## PROBLEM DESCRIPTION
Render every line of the listing below as a JSON list of strings, one string per line, with blank lines skipped and the pictures left out.

Items for identifying locations
* * * * * * *
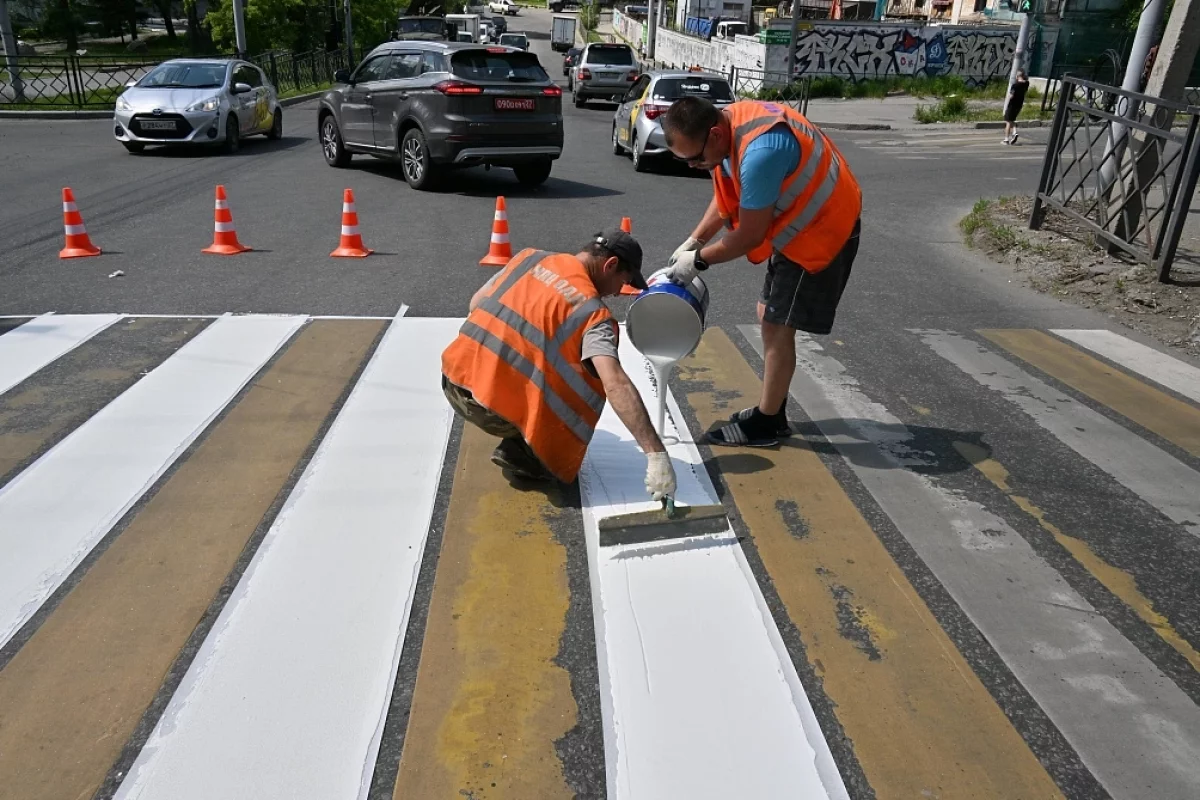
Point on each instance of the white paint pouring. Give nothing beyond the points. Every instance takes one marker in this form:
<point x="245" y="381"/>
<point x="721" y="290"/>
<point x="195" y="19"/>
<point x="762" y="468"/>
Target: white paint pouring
* * * * * * *
## EXERCISE RESULT
[
  "Point on each instance of the white paint pouring. Give nothing beyond the points. Every instance takes one marker in this form:",
  "<point x=\"245\" y=\"381\"/>",
  "<point x=\"721\" y=\"290\"/>",
  "<point x=\"195\" y=\"19\"/>",
  "<point x=\"762\" y=\"468\"/>",
  "Target: white paint pouring"
]